▶ _Required work_
Copy the data below, replacing each "Target" with "Object" and leaving everything else unchanged.
---
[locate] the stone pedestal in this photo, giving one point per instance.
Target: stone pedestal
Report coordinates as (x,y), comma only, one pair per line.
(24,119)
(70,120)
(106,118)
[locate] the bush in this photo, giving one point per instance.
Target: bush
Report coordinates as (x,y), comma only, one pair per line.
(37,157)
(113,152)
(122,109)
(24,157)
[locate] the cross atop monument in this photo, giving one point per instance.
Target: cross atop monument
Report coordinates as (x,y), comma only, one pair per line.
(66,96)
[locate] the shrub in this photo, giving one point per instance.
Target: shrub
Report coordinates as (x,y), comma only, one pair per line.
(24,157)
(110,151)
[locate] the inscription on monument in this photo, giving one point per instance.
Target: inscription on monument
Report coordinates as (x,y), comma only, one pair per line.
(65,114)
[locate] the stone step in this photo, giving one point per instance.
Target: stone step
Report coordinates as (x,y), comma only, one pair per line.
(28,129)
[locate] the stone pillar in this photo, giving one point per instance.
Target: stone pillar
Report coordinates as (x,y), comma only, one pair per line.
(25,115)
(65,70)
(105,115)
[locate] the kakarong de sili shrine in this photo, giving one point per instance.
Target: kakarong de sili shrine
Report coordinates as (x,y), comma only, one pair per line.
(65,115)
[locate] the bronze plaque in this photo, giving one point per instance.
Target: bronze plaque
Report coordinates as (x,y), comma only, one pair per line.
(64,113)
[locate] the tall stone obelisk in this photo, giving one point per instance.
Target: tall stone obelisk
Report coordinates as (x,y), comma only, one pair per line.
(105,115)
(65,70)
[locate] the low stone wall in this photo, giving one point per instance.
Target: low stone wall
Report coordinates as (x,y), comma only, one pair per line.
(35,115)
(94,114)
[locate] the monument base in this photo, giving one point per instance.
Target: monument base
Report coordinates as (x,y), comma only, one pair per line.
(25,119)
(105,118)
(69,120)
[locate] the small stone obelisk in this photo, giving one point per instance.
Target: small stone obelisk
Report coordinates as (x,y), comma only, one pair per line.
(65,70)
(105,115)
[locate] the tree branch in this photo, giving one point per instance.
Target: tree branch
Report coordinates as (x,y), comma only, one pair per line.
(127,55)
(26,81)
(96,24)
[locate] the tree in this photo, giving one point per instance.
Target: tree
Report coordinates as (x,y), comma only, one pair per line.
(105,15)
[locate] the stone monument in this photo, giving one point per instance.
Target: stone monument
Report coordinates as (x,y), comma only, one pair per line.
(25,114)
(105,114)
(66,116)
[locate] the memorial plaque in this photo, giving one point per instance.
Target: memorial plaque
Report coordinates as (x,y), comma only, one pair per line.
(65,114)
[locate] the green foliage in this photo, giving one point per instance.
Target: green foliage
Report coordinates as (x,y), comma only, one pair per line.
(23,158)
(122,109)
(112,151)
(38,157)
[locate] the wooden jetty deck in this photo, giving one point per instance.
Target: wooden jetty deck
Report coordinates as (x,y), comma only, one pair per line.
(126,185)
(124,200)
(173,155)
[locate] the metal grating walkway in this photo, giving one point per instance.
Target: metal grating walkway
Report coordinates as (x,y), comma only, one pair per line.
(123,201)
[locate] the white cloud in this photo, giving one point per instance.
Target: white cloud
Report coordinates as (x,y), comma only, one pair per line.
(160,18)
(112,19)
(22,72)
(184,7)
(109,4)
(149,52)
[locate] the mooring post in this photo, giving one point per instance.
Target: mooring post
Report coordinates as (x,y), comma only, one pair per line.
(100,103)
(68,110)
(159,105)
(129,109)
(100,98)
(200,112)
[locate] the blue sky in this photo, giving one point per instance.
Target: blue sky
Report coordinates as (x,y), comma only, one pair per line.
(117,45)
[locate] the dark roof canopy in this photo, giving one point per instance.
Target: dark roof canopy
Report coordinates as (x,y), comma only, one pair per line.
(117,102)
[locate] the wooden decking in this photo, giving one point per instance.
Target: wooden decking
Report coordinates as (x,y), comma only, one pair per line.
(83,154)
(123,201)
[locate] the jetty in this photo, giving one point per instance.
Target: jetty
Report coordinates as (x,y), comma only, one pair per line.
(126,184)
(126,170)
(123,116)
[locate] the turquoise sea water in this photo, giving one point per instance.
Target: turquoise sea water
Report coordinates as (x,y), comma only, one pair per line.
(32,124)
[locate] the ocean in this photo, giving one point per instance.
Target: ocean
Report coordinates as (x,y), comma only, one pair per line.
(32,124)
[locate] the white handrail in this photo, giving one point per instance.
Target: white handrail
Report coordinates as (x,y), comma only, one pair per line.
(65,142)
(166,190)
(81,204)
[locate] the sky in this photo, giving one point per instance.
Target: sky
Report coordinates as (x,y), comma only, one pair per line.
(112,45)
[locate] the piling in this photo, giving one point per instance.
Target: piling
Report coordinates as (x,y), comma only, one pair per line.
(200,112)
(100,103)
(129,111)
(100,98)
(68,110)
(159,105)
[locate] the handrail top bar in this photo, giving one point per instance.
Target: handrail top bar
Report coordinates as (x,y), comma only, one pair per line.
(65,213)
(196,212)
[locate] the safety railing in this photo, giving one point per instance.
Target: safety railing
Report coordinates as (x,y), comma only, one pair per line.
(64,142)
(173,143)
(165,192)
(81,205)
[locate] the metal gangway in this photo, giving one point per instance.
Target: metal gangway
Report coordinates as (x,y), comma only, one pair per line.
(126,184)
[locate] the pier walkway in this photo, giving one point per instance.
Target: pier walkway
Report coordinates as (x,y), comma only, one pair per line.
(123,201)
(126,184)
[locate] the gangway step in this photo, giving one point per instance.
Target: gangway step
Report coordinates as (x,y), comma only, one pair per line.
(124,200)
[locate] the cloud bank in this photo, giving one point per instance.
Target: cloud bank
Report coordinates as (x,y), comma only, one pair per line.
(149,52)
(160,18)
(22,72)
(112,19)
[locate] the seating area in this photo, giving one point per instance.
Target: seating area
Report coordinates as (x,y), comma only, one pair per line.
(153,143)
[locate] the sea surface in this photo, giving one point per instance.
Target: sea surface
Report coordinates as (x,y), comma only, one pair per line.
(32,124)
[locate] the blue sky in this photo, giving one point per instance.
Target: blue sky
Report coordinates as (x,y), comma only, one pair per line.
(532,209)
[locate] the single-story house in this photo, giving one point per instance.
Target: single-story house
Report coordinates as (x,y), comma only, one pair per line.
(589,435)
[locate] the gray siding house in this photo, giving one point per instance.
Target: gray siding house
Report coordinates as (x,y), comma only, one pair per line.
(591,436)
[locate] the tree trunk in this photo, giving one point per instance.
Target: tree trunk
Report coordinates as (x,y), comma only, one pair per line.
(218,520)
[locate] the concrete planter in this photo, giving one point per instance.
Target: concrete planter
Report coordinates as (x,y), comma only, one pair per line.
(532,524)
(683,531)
---
▶ _Right answer_
[locate] the stone pedestal in this photo, giving one point per instance.
Object: stone pedestal
Report coordinates as (x,y), comma only, one pair per line.
(24,119)
(70,120)
(106,118)
[locate] the bush in this photo, giving one point per instance.
Object: bush
Report coordinates as (x,y), comma only, one pair per line.
(37,157)
(113,152)
(122,109)
(24,157)
[locate] the cross atop monument in this photo, giving one point per instance.
Object: cross atop monument
Report coordinates as (x,y), comma only, one pair per line.
(66,96)
[locate] the shrub in this photo, giving one point per instance.
Object: shrub
Report coordinates as (x,y), comma only, one pair per line.
(24,157)
(110,151)
[locate] the inscription on monument in this photo, giving one point per instance.
Object: inscription on monument
Report coordinates as (x,y), comma only, one pair per line.
(65,114)
[locate] the stone step in this photo, giving one point per instance.
Object: stone step
Report coordinates as (x,y), comma only, one pair per line.
(28,129)
[locate] the stone pillar in this photo, giving one point per instance.
Object: stone pillar
Report coordinates as (x,y), comma only, one pair per line.
(25,115)
(65,70)
(105,115)
[locate] the kakarong de sili shrine in this photo, giving one point per instance.
Object: kakarong de sili shrine
Report coordinates as (x,y), comma only, one pair per line.
(65,115)
[locate] the bronze plaque in this photo, giving one point per instance.
Object: bronze plaque
Report coordinates as (x,y), comma only, one pair per line.
(64,113)
[locate] the tall stone obelisk in this photo, giving one point per instance.
Object: tall stone obelisk
Report coordinates as (x,y), comma only, one pair per line.
(105,115)
(65,70)
[locate] the low stone wall in this photo, giving one point per instance.
Object: low stone wall
Report coordinates as (x,y), comma only, one pair per line.
(35,115)
(94,114)
[locate] the monument base in this photo, giving one point per instance.
Object: monument base
Report coordinates as (x,y), comma only, one pair per line.
(25,119)
(105,118)
(69,120)
[locate] the small stone obelisk in this photo, giving one point per instance.
Object: small stone obelisk
Report coordinates as (x,y), comma only, one pair per line.
(65,70)
(105,115)
[locate] the tree branch in this photo, giving one point per instance.
Object: tree branch
Report coordinates as (x,y), comma only, one pair per line.
(127,55)
(26,81)
(96,24)
[locate] the tree in this photo, giving one point per instance.
Object: tree
Report coordinates as (x,y), comma only, one pair per line.
(105,15)
[locate] the stone monument in this photo, giving one point per instance.
Object: stone monument
Report coordinates as (x,y), comma only, one pair per line.
(25,114)
(105,114)
(66,116)
[locate] the memorial plaque in this photo, giving one point per instance.
Object: memorial plaque
Report coordinates as (x,y), comma only, one pair per line.
(65,114)
[locate] the green foliage in this photo, giving one point per instance.
Object: green foliage
Report coordinates as (x,y), comma only, one pair per line.
(23,158)
(122,109)
(112,151)
(38,157)
[locate] the wooden jetty deck in this photo, giving one point per instance.
Object: wooden jetty deck
Report coordinates as (x,y), comma only, one pair per line.
(126,185)
(124,200)
(173,155)
[locate] the metal grating walkway in this photo, giving one point per instance.
Object: metal grating walkway
Report coordinates as (x,y), comma only, one pair per line.
(123,201)
[locate] the white cloud in this photo, giving one point per instance.
Object: white cloud
Report coordinates as (x,y), comma only, one pair per line.
(160,18)
(112,19)
(22,72)
(184,7)
(109,4)
(149,52)
[locate] the mooring post in this photo, giving one point per instance.
Object: mooring post
Report coordinates as (x,y), comma only, one pair per line.
(100,103)
(68,110)
(159,105)
(129,109)
(100,98)
(200,112)
[locate] the blue sky in this photo, giving one point per instance.
Object: blue sky
Report coordinates as (x,y), comma only, one pair per line.
(117,45)
[locate] the dark roof canopy in this photo, giving one point per instance.
Object: dark roof canopy
Report coordinates as (x,y), comma only, one pair per line.
(117,102)
[locate] the wooden decking in this photo, giving one point per instance.
Object: wooden decking
Report coordinates as (x,y), comma only, one pair per line.
(83,154)
(123,201)
[locate] the jetty in this photo, giving one point per instance.
Object: jetty
Report coordinates as (x,y), comma only, one pair per line.
(126,184)
(126,170)
(123,116)
[locate] the turquoise sea water in this photo, giving one point per instance.
Object: turquoise sea water
Report coordinates as (x,y), comma only, one pair per line.
(32,124)
[locate] the ocean in this photo, giving one point per instance.
Object: ocean
Report coordinates as (x,y), comma only, one pair per line.
(32,124)
[locate] the white handrail in this photo, giving one point per instance.
Object: white handrail
Report coordinates as (x,y), comma only, one pair per line.
(65,142)
(166,190)
(81,204)
[locate] the sky in this photo, giving one point per instance.
Object: sky
Report coordinates as (x,y), comma only, one pair per line.
(112,45)
[locate] the piling in this photo, giving one point per instance.
Object: piling
Report coordinates as (x,y), comma only, one pair per line.
(200,112)
(100,103)
(129,111)
(100,98)
(68,110)
(159,105)
[locate] the handrail top bar in this photo, giving one point per instance.
Object: handrail top bar
Report coordinates as (x,y), comma only, one pair per line.
(65,213)
(196,212)
[locate] the safety railing in this photo, giving one point per instance.
Object: safety railing
Report coordinates as (x,y), comma only, one pair per line.
(64,142)
(173,143)
(165,192)
(81,205)
[locate] the metal gangway in this photo, giving one point per instance.
Object: metal gangway
Report coordinates as (x,y), comma only, one pair per line.
(126,184)
[locate] the pier walkway in this photo, giving one point per instance.
Object: pier walkway
Report coordinates as (x,y), comma only, one pair per line.
(123,201)
(126,184)
[locate] the gangway step in this photo, giving one point per instance.
Object: gangway step
Report coordinates as (x,y), comma only, one pair per line.
(124,200)
[locate] the cloud bank in this photo, giving one point per instance.
Object: cloud bank
Report coordinates as (x,y), comma only, one pair per line.
(149,52)
(160,18)
(22,72)
(112,19)
[locate] the seating area in this photo, giving one point per instance.
Object: seating area
Report coordinates as (x,y), comma only, one pair per line.
(153,143)
[locate] the sea surface in this photo, giving one point per instance.
Object: sea surface
Report coordinates as (x,y), comma only, one pair per line.
(32,124)
[locate] the blue sky in this photo, giving one point per instance.
Object: blue sky
Report coordinates as (x,y), comma only, one pair per line.
(532,209)
[locate] the single-story house in this photo, giving one point per instance.
Object: single-story house
Report coordinates as (x,y), comma only, one pair per line.
(589,435)
[locate] the gray siding house in this photo, giving one point per instance.
Object: gray siding house
Report coordinates as (x,y), comma only, one pair per line.
(591,436)
[locate] the tree trunk in this photo, giving one point per instance.
Object: tree trunk
Report coordinates as (x,y), comma only, one pair per line.
(218,520)
[locate] the concrete planter in this photo, giving one point per instance.
Object: concrete planter
Report coordinates as (x,y), comma only, one pair per line.
(532,524)
(683,531)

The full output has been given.